§ Task prompt
Output every line of the entries below as a Markdown table with two columns, Row and Line. Put the row number in Row, the line's text in Line, and skip any blank lines.

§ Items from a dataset
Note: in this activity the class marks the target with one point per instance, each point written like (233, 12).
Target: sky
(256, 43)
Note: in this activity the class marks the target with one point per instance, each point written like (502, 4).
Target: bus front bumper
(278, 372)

§ The reply
| Row | Line |
|---|---|
| 1 | Note: in this activity the class marks the target with one point per instance, each point written like (233, 12). |
| 2 | Target: sky |
| 3 | (256, 43) |
| 4 | Note: in this activity the class marks the target with one point per instance, each point written like (502, 4). |
| 5 | Target: bus front bumper |
| 6 | (278, 372) |